**Source extract**
☆ ☆ ☆ ☆
Single by Jay Sean featuring Sean Paul and Lil Jon

from the album All or Nothing and The Odyssey Mixtape
- Released: 3 November 2009
- Recorded: December 2008
- Length: 3:30
- Label: Jayded; 2Point9; Cash Money; Universal Republic;
- Songwriters: Kamaljit Jhooti; Sean Henriques; Jonathan Smith; Jared Cotter; Frankie Storm; Jeremy Skaller; Robert Larow; Jonathan Perkins;
- Producers: J-Remy; Bobby Bass;

Jay Sean singles chronology
| "Written on Her" (2009) | "Do You Remember" (2009) | "I Made It (Cash Money Heroes)" (2010) |

Sean Paul singles chronology
| "Hold My Hand" (2009) | "Do You Remember" (2009) | "Got 2 Luv U" (2011) |

Lil Jon singles chronology
| "Shots" (2009) | "Do You Remember" (2009) | "I Do" (2009) |

Music video
- "Do You Remember" on YouTube

= Do You Remember (Jay Sean song) =

2009 single by Jay Sean

"Do You Remember" is the second single from British R&B singer Jay Sean's third studio album All or Nothing. The song features Jamaican dancehall musician Sean Paul and American rapper Lil Jon.

The song was released to U.S. radio stations on 20 October 2009 and released as a digital download on iTunes on 3 November 2009. It is Sean's second single to enter the top ten on the Billboard Hot 100, making him the first male act since Chingy in 2003 to "simultaneously appear in the Hot 100 top 10 with his first two charting singles from a debut release." The single has sold more than a million digital copies in the United States alone. It was later released in the UK on 22 February 2010.

The song was also featured at the start of the 2010 film remake of The Karate Kid.
☆ ☆ ☆ ☆
**Given entries**
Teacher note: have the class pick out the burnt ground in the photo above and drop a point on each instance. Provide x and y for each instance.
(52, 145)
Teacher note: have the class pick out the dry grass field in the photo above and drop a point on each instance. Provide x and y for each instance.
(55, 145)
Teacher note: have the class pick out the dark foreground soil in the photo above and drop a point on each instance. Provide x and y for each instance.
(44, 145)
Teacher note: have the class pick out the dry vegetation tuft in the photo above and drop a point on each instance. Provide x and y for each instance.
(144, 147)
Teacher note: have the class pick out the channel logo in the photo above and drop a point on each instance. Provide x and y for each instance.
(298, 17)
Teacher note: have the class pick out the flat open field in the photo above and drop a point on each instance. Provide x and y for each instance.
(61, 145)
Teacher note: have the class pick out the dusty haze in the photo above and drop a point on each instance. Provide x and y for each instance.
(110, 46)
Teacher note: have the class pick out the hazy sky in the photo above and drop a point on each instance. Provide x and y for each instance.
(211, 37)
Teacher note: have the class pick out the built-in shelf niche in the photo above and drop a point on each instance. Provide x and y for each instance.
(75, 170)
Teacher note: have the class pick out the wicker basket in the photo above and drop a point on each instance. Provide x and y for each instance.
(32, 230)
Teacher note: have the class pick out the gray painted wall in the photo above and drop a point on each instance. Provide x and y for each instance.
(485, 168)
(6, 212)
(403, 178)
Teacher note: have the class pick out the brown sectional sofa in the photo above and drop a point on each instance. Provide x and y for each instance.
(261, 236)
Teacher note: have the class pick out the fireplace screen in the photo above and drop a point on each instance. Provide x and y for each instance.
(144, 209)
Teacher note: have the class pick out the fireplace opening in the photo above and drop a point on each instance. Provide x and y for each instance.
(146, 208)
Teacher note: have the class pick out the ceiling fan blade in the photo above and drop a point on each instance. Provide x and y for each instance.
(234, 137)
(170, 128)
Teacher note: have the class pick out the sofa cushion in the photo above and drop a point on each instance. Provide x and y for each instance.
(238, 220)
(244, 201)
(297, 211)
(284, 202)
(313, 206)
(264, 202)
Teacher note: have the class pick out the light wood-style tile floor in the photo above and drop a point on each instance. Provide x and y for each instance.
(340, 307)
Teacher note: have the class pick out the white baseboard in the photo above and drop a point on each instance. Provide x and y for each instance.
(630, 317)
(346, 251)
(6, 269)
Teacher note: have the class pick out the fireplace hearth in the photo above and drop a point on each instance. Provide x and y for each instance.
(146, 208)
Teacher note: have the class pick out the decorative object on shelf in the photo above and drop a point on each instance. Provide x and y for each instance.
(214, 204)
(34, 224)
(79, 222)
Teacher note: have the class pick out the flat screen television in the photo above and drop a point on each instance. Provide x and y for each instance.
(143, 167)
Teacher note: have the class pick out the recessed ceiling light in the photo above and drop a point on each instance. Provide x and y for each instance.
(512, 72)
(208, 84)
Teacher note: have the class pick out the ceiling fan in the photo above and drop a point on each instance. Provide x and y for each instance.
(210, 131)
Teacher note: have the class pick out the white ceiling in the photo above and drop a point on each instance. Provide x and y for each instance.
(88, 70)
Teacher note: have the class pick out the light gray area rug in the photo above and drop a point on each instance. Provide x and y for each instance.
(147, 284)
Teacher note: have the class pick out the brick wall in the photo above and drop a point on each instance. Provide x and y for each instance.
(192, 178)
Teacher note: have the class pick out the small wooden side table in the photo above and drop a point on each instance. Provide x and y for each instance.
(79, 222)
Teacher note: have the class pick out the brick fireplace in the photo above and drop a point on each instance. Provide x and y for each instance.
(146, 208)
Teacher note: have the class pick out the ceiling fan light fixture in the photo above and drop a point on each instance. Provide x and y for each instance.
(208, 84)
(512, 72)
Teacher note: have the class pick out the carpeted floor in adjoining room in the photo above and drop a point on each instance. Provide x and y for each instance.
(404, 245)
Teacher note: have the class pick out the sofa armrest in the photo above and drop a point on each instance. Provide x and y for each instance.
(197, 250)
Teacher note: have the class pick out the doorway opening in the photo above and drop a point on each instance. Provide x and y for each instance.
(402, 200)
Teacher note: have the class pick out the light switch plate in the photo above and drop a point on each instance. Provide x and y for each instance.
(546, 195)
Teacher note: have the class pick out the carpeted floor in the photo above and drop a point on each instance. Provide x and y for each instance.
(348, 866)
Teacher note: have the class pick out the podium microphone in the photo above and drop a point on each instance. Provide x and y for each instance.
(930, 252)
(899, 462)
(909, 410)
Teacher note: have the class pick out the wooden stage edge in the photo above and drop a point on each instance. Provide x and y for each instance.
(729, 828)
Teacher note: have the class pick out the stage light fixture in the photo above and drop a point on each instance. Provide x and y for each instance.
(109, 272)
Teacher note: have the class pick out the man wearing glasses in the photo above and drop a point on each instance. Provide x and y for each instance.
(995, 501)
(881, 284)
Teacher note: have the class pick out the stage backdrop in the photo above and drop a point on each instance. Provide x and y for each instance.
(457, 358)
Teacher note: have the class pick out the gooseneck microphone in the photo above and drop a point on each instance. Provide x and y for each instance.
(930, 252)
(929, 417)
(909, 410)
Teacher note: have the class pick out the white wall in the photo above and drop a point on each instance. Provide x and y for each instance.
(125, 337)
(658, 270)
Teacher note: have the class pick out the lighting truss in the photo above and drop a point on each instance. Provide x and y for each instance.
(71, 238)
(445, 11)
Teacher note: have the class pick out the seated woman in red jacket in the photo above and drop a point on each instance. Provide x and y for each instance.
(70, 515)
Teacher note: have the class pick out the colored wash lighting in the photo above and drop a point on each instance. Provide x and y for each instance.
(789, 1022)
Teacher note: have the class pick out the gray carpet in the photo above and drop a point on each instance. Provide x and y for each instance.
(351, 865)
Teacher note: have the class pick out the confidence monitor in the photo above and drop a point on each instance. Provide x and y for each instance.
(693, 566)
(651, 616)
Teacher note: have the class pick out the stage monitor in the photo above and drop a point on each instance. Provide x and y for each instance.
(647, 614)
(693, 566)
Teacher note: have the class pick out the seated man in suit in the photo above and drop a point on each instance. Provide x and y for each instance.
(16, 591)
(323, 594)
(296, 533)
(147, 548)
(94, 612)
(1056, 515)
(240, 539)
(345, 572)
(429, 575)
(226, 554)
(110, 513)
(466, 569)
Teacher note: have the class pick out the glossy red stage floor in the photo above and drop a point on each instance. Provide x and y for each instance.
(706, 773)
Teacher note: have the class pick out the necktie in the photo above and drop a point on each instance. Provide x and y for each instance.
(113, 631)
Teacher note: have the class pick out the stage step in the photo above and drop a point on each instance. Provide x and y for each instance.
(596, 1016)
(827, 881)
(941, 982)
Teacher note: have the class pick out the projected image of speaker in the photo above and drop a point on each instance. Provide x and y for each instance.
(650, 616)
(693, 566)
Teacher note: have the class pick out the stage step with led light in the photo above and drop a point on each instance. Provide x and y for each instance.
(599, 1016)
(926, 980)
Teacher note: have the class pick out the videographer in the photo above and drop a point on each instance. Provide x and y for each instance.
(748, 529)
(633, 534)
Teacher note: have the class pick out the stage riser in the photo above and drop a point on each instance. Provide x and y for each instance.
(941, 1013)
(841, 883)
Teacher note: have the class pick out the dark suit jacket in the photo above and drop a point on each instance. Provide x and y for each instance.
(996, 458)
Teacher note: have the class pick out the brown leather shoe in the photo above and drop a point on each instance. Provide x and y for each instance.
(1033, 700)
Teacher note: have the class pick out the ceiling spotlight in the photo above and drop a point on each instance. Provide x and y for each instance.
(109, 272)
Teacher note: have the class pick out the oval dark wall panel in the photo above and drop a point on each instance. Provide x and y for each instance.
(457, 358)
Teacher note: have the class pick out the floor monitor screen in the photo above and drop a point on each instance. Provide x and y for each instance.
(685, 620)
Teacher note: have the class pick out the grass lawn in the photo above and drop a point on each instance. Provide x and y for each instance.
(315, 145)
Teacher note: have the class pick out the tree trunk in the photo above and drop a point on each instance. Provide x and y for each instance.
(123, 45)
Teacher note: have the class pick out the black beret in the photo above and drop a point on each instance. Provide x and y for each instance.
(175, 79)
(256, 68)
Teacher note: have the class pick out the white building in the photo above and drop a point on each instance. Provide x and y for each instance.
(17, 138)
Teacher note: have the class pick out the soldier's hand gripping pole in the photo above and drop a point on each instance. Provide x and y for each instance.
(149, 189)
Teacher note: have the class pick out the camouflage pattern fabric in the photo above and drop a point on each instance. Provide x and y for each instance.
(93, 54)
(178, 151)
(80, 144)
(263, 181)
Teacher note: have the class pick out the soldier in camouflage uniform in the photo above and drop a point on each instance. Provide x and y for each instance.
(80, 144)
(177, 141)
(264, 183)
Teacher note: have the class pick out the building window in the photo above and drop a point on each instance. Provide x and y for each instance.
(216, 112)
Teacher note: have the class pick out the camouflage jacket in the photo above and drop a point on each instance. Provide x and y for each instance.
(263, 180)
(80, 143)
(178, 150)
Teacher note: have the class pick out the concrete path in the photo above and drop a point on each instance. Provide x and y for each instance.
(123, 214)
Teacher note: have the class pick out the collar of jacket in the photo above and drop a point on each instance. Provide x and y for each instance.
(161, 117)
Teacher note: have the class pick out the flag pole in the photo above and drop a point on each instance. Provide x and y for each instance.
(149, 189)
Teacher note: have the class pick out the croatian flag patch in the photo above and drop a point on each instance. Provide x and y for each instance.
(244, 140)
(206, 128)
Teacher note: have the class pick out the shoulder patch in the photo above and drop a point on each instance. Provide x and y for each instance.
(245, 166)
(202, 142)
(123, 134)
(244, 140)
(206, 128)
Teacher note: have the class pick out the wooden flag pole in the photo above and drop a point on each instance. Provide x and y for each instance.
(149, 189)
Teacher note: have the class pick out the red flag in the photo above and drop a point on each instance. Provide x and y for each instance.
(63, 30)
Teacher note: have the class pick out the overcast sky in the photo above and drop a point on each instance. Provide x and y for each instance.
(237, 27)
☆ ☆ ☆ ☆
**What is asked**
A. List every record label credited for the single in the song article.
B. Return the passage of the song article that opens with the words containing "The song was released" and closes with "22 February 2010.".

**Answers per task**
A. Jayded, 2Point9, Cash Money, Universal Republic

B.
The song was released to U.S. radio stations on 20 October 2009 and released as a digital download on iTunes on 3 November 2009. It is Sean's second single to enter the top ten on the Billboard Hot 100, making him the first male act since Chingy in 2003 to "simultaneously appear in the Hot 100 top 10 with his first two charting singles from a debut release." The single has sold more than a million digital copies in the United States alone. It was later released in the UK on 22 February 2010.